- Selected text -
═══

In last month’s issue of Xiphos, Michael Brave and I discussed the law of qualified immunity and whether a law is “clearly established.” The Johnson decision was split three ways: One judge wrote an opinion that Supreme Court precedent, including the decisions in Brown v. Texas (443 U.S. 47 (1979)) and Hiibel v. Sixth Judicial District Court of Nevada (542 U.S. 177 (2004)), establishes that Dunn did not commit a constitutional violation when he required Johnson to provide identification. Another judge wrote an opinion relying on Brown and Hiibel, along with other Supreme Court cases, opining that Dunn did commit a constitutional violation when he required Johnson to provide identification. Finally, the third judge cast the deciding vote with the glaringly obvious conclusion that, if two federal appellate judges cannot agree on what the law says, the law is not so clearly established. Therefore, the deputies could not know their conduct was unconstitutional. Because the law was not clearly established, the deputies in this case were entitled to qualified immunity.

═══

[Annotated coordinate records]
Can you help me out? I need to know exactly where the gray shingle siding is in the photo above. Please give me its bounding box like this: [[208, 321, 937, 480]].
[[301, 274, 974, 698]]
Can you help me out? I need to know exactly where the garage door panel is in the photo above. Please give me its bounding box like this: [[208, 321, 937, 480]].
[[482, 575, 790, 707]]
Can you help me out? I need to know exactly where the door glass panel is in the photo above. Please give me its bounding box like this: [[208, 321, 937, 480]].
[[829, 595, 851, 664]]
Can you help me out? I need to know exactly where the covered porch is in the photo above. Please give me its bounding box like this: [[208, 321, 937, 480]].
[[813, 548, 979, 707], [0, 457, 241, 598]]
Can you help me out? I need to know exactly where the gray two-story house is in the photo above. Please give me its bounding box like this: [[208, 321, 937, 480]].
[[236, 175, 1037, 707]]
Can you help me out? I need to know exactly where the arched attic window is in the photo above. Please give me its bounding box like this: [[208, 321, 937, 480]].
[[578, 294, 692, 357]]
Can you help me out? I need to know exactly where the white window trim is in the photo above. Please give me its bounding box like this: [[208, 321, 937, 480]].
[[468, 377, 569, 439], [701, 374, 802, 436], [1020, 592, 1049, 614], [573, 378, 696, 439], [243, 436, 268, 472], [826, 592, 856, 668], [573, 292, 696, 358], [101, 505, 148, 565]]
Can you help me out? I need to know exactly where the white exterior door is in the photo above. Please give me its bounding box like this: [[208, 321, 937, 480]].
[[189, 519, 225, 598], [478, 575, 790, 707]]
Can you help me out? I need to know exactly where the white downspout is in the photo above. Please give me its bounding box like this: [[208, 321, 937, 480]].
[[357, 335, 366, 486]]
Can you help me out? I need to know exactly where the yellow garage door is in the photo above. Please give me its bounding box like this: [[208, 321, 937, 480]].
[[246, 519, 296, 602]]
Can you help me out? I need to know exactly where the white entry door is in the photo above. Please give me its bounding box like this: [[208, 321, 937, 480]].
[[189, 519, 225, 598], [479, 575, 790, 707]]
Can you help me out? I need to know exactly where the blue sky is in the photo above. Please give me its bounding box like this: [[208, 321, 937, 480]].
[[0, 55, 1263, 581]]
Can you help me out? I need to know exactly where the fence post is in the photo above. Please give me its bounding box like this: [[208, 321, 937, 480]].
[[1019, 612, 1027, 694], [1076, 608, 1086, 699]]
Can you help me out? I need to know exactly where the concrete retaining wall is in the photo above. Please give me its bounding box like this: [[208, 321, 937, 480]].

═══

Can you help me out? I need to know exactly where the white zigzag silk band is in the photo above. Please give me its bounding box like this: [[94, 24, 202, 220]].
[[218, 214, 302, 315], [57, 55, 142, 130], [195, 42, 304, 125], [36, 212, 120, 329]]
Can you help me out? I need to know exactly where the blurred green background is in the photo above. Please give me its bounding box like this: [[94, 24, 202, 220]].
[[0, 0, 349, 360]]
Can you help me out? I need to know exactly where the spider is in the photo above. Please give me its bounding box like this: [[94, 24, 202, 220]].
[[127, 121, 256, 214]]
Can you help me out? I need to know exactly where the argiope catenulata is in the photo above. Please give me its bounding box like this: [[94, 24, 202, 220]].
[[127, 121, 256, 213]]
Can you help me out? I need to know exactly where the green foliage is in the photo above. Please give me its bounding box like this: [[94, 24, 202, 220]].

═══

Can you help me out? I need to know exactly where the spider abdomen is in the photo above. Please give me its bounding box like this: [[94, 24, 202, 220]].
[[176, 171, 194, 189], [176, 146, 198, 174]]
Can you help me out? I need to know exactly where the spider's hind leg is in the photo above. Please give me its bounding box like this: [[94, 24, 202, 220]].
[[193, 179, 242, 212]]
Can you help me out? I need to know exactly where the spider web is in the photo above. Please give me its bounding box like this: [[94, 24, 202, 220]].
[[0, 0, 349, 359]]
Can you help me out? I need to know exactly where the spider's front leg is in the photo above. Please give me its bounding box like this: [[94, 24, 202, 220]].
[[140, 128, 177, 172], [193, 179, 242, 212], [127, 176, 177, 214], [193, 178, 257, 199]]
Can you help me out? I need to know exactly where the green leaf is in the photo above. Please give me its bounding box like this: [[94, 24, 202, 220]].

═══

- What needs to be done -
In the text on qualified immunity, why were the deputies in the Johnson case entitled to qualified immunity? These records have no connection to the text on qualified immunity.

- Result of the exercise -
The law was not clearly established.